(Exercise passage)

Professor Eizirik and Dr Trigo explained that hybridisation may occur quite frequently in the initial stages of species divergence, and the species involved may hybridise for some time and maintain a hybrid zone at their region of geographic overlap.
However, this may not necessarily lead to their complete admixture or the loss of the genetic and phenotypic integrity of each parental species.
“Currently, there is a strong genetic differentiation between these two cat species in areas farther from the contact zone. Selective pressure must be keeping the two species morphologically, ecologically, and even genetically distinct outside of this contact zone.
“Therefore, at this point, it seems adequate to keep them as separate species and continue to investigate the extent and biological consequences of their hybridisation.”
Implications on conservation
Gerry Ryan, from the University of Melbourne, warned that the evidence for a recent or continuing hybrid zone between the southern tigrinas and Geoffroy’s cats will need closer investigation to determine if any conservation management actions are needed.
“The two tigrina species are listed as one on the IUCN’s Red List of Threatened Species. Now that they are considered to be separate species, they both need to be re-assessed. Each one will be at a higher risk of extinction, than when considered as one species, because smaller numbers automatically increase the risks.
“If the hybridisation is spurred by human-induced habitat alteration, then conservation management actions must be considered. But, given the already extensive gene flow, this may be too late.”
Hamish Campbell, from the University of Queensland, believes that the use of modern genetic techniques is crucial in determining when one species or sub-species should be declared distinct from another, particularly when it comes to managing rare and threatened species.
He explained: “This study is similar to that of the Scottish wildcat (Felis silvestris) which, using molecular techniques, was found to be breeding with feral domestic cats (Felis felis).
“Feral domestic cats are an environmental disaster, devastating native wildlife, while the Scottish wildcat is a rare and ancient species that needs to be conserved. But where do you draw the eradication line? What level of hybridisation is acceptable to declare the species a threat rather than a pest?

(End Exercise passage)
(Data under study)

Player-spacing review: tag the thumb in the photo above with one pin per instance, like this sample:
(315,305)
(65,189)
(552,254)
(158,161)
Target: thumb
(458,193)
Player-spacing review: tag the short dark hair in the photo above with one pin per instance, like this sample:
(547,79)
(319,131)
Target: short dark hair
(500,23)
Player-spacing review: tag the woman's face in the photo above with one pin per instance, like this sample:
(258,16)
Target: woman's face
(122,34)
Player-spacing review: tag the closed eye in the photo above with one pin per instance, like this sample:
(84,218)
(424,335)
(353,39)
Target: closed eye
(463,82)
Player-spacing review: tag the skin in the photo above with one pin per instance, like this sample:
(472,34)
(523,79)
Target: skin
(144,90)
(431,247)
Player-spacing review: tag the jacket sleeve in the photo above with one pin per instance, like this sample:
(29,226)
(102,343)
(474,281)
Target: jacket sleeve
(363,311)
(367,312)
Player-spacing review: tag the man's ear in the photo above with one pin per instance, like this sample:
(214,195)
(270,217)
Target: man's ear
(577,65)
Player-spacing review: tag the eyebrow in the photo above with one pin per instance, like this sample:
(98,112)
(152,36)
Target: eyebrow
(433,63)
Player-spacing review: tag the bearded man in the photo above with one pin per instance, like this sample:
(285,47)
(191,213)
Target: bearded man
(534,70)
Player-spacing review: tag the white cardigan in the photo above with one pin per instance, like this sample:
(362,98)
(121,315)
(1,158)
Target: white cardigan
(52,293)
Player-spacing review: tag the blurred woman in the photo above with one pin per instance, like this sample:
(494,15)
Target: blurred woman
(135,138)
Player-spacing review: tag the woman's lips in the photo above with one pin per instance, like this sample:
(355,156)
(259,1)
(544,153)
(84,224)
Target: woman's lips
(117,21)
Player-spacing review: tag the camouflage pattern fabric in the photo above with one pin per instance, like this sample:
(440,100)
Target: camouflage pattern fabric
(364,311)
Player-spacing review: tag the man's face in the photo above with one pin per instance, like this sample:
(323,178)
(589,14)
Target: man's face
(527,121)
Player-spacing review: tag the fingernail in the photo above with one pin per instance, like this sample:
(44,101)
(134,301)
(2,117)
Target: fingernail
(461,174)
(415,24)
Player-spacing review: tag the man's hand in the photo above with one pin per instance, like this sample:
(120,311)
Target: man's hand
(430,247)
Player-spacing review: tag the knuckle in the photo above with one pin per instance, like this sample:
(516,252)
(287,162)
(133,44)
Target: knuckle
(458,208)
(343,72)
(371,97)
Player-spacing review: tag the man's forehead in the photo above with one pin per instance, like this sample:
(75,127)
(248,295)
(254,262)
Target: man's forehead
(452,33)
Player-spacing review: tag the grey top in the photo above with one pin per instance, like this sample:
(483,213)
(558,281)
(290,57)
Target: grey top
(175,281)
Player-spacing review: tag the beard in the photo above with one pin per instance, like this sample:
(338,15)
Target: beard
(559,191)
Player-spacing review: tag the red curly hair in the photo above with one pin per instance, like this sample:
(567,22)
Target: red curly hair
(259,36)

(End Data under study)
(Data under study)

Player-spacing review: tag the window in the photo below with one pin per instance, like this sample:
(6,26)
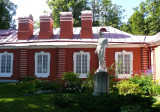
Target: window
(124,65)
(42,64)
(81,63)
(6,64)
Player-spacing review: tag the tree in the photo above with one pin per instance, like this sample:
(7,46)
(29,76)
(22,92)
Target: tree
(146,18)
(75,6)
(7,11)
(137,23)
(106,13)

(End Data under study)

Exercise tasks =
[1] Please set down the part of the passage on cat hybridization that begins at the words "Hamish Campbell, from" and stops after "cats (Felis felis).".
[2] According to the passage on cat hybridization, how are the two tigrina species listed on the IUCN's Red List of Threatened Species?
[3] Continue the passage on cat hybridization after its final sentence.

Answers in order =
[1]
Hamish Campbell, from the University of Queensland, believes that the use of modern genetic techniques is crucial in determining when one species or sub-species should be declared distinct from another, particularly when it comes to managing rare and threatened species.
He explained: “This study is similar to that of the Scottish wildcat (Felis silvestris) which, using molecular techniques, was found to be breeding with feral domestic cats (Felis felis).

[2] They are listed as one species.

[3]
“Molecular techniques are helping us to map the evolutionary history of species, but how those findings are applied to the successful management of rare and threatened species is still in its infancy.”
According to Gerry Ryan, this case study shows us how modern genetic techniques can help clarify cryptic patterns of species diversity.
“As genetics and genomics continue to advance and be cheaper and faster, we can better understand the complex and dynamic nature of species boundary. We will then need to develop parallel conservation strategies to protect the diversity of life beyond linear concepts, and allow for adaptation and evolution in the face of global climactic change.”
Professor Eizirik and Dr Trigo agreed, saying: “Our study has opened new avenues for research, focusing on more in-depth evolutionary, genomic, morphological and ecological questions.
“We intend to further investigate Brazilian northeastern tigrinas which are virtually unknown with respect to most aspects of their biology. Some initial studies on its ecology (diet, feeding habits and habitat requirements) have been done, but information on its population density, habitat use and population trends remain unknown.
“There is also very little information on the ecological segregation between the two species. Thus, we consider studying L. tigrinus a priority for research and conservation actions.”